The 4 Stages of Self-Enquiry

Self-enquiry is a virtue of human intelligence. It is a natural faculty of the mind, helping us to understand our journey home, our journey to wholeness and supporting the full embodiment of our divinity. Self-enquiry is a welcoming attitude toward our potential, it is education for the mind and a protection from dual thinking.

The practice of self-enquiry makes the person a seeker. It allows the mind of the seeker to see the facts as they really are, without the intervention of expectation, imagination or fantasy.

Self-enquiry makes you real and aware. It is the knife which cuts away illusion, the crystallization of the human intelligence.

Throughout the stagesAll stages of the seeker are guiding him to a sense of belonging, to the understanding of his lessons, and to return home with wisdom and completion.

First Phase: Why is the sky blue?

When a 3 year-old child asks, “Why is the sky blue?”, we are faced with an enquiry. This first stage of recognition aids the localization of the matter-self into the space. The child wants to know in order to acquire a sense of belonging. Where I am? and How does this earth plane work? are the fundamental preoccupations of this facet of enquiry.

In order to maintain the health of the child’s sense of enquiry, it is best to give the child a simple answer half of the time, and to allow them to construct their own answer the other half of the time. It is not a problem if you do not have all the answers. In fact, if you always give the child an answer to every question they ask, you risk transmitting personal belief systems, as well as your own perception of reality.

For the seeker, the value is in keeping the question so the curiosity and passion for learning remain alive and passionate. Answering can narrow the mind and teaches from a place of, “I don’t need to enquire anymore, since I already have all the answers.”

In early stages of enquiry, answering is welcome. As the seeker grows in perception and ability, fewer answers are needed.

Second Phase: How am I projecting myself?

..........

_Problem to solve_
Please pull out the passage of the self-enquiry text above that runs from "In order to maintain" up to and including "answers are needed.", copied word for word.

..........

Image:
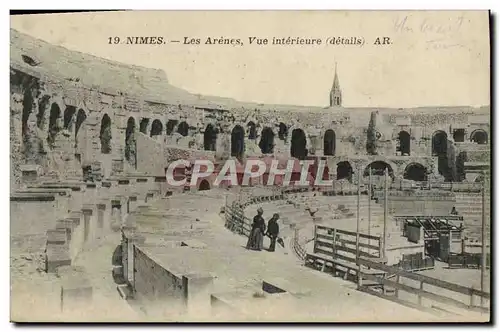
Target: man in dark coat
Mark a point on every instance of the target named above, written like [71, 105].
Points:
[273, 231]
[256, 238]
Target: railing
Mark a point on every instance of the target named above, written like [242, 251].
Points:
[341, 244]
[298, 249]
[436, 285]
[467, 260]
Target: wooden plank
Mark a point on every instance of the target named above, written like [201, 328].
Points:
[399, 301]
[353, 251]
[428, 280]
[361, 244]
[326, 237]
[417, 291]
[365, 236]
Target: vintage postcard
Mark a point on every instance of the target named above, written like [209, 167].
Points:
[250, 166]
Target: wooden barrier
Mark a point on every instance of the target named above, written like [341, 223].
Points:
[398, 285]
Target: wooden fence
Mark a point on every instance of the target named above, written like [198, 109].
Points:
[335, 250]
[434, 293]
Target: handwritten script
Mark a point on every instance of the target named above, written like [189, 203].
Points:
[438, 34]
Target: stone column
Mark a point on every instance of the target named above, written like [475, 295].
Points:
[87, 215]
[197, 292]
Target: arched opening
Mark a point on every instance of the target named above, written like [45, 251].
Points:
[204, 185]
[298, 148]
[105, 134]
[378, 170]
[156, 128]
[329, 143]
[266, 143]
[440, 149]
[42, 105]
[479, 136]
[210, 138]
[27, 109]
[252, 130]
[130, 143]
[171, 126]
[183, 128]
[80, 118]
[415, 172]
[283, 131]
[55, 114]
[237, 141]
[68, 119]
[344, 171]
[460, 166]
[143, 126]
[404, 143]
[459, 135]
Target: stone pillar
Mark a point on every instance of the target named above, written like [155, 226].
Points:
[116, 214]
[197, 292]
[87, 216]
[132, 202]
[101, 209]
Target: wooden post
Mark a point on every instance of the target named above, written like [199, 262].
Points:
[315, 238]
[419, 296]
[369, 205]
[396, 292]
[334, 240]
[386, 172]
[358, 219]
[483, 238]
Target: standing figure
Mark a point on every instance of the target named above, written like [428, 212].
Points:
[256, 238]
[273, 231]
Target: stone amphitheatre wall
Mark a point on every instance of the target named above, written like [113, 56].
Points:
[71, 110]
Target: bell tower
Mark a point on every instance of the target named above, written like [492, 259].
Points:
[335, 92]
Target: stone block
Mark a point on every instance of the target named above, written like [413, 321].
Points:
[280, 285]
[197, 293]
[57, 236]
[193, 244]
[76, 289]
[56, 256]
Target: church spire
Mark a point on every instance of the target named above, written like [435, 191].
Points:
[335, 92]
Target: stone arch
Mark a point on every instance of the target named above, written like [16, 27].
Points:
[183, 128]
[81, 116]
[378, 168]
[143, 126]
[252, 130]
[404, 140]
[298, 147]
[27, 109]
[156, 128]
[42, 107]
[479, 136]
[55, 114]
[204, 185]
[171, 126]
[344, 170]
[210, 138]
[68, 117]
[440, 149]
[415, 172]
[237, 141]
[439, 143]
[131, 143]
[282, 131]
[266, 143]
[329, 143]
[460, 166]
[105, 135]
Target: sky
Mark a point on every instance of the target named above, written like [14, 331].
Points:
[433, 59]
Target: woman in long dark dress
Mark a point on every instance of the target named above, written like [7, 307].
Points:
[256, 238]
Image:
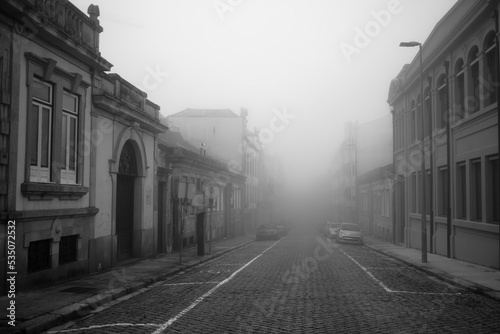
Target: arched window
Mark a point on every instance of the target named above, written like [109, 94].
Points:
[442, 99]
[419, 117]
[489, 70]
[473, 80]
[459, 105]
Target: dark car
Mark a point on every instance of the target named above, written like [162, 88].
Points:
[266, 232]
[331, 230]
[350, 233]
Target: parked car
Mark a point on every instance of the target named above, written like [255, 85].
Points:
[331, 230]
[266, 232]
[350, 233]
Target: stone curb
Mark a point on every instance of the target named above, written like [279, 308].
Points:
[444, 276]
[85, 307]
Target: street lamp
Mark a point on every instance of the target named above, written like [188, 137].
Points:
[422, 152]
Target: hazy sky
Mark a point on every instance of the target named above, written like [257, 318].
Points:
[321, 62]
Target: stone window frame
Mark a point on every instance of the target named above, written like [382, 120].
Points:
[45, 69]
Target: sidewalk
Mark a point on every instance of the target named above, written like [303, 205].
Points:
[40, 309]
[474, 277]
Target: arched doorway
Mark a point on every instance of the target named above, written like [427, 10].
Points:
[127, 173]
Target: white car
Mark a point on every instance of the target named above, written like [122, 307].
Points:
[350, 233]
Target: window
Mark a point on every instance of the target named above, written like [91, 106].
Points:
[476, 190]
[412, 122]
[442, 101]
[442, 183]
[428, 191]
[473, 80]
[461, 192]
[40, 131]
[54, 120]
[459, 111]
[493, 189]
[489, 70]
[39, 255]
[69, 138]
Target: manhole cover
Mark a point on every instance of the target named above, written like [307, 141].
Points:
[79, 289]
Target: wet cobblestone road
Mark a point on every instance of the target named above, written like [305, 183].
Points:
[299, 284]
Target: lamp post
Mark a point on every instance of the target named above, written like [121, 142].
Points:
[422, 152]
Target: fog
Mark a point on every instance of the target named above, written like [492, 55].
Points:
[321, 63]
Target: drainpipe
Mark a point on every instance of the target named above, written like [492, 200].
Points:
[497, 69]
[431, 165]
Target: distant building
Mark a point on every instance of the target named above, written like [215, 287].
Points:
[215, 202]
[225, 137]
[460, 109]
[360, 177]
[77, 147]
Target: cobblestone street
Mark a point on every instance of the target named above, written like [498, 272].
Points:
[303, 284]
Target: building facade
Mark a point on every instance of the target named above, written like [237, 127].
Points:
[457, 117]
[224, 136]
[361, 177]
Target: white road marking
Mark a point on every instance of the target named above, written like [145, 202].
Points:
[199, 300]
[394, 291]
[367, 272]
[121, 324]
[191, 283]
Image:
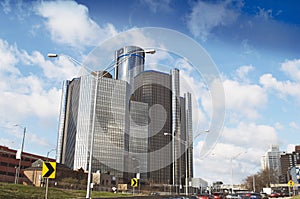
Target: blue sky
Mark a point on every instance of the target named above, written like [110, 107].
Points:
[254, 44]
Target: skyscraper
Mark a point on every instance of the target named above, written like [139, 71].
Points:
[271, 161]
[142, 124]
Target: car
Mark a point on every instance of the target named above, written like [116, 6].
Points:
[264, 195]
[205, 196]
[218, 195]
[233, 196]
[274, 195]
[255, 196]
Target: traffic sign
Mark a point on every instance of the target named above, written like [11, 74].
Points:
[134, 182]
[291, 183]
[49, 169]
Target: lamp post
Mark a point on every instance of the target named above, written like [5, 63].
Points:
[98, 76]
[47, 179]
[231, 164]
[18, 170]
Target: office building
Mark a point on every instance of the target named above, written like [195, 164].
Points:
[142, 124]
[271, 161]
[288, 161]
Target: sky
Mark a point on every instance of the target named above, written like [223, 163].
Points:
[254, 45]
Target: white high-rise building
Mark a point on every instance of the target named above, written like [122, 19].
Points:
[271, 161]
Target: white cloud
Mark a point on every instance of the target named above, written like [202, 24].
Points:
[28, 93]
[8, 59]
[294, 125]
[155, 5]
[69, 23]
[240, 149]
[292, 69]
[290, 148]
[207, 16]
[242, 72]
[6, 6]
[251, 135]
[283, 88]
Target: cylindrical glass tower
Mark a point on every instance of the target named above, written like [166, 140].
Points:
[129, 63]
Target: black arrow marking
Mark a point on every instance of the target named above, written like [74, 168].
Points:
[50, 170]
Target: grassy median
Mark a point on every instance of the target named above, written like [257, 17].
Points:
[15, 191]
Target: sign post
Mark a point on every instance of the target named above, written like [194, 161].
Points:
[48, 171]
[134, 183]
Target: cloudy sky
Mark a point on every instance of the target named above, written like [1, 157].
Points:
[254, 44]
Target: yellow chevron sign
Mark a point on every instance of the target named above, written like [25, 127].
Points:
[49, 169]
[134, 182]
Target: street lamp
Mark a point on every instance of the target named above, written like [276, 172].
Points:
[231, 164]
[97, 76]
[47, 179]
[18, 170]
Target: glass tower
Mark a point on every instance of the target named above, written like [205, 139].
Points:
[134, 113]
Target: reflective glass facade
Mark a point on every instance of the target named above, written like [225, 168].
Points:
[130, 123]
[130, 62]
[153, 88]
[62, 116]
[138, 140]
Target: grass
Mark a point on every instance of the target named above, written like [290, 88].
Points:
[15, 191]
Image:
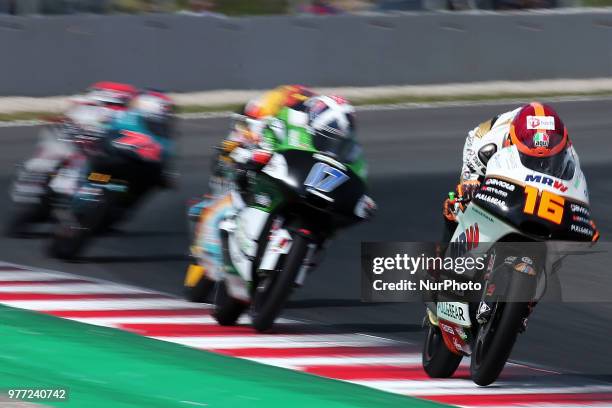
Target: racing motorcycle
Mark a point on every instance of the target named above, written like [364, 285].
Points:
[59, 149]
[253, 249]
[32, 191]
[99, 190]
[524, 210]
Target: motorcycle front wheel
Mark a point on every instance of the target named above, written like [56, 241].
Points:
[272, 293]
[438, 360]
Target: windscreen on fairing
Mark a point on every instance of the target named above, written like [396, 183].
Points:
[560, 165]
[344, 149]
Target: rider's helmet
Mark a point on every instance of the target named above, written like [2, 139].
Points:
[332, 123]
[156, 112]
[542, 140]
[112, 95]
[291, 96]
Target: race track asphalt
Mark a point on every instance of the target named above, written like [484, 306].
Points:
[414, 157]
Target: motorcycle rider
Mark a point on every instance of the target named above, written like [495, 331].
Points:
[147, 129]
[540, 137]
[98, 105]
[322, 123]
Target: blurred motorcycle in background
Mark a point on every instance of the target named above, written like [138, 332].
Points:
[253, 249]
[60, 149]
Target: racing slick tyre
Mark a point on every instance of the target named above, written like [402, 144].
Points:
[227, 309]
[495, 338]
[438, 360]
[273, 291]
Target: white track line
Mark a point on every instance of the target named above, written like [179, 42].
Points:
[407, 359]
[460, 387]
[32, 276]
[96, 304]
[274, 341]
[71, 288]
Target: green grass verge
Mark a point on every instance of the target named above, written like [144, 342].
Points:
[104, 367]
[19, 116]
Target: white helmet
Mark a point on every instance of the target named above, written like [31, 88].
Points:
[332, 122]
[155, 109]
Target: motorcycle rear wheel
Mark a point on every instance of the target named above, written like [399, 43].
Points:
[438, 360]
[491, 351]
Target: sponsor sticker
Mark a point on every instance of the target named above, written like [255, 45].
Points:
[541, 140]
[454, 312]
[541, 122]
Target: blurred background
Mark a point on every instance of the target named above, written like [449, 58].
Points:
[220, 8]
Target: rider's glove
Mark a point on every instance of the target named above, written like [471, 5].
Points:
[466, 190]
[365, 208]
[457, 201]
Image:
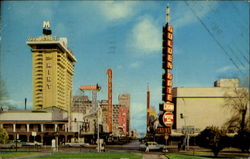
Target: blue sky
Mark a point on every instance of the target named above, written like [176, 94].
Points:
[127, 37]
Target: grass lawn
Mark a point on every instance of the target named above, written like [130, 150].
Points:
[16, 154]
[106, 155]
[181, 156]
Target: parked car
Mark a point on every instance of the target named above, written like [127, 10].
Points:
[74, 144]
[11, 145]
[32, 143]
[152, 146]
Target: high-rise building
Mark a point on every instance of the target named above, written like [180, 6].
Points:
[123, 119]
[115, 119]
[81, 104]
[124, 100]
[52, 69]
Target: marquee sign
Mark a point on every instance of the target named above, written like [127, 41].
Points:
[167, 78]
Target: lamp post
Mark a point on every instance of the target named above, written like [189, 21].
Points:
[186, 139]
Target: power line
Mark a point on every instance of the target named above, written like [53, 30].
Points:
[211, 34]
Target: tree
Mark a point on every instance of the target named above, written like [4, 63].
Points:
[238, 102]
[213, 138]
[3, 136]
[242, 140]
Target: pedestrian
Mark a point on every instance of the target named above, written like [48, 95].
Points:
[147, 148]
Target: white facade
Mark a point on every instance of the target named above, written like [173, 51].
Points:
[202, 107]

..........

_Solution to the problem_
In order to maintain the health of the child’s sense of enquiry, it is best to give the child a simple answer half of the time, and to allow them to construct their own answer the other half of the time. It is not a problem if you do not have all the answers. In fact, if you always give the child an answer to every question they ask, you risk transmitting personal belief systems, as well as your own perception of reality.

For the seeker, the value is in keeping the question so the curiosity and passion for learning remain alive and passionate. Answering can narrow the mind and teaches from a place of, “I don’t need to enquire anymore, since I already have all the answers.”

In early stages of enquiry, answering is welcome. As the seeker grows in perception and ability, fewer answers are needed.